* **ABOUT THIS EXERCISE**: Collect all lines below with the string "return".
##### GIVEN INFORMATION #####
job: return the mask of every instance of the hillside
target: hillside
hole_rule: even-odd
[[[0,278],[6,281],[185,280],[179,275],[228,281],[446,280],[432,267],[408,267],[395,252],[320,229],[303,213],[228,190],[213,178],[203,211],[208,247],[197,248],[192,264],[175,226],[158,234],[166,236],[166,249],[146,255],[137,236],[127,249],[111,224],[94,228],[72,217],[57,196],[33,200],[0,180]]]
#####
##### GIVEN INFORMATION #####
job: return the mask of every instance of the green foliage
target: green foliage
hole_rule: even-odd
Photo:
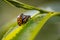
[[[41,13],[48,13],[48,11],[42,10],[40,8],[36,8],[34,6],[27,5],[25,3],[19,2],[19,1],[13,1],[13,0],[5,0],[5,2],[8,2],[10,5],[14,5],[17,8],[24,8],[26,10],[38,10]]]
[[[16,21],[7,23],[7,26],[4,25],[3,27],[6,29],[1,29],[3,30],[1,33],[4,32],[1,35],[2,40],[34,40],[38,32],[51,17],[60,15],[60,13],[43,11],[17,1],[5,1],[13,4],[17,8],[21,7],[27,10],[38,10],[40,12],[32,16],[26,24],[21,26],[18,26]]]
#####
* **WRITTEN SOLUTION**:
job: return the mask of every instance of the hillside
job: return the mask of every instance of the green foliage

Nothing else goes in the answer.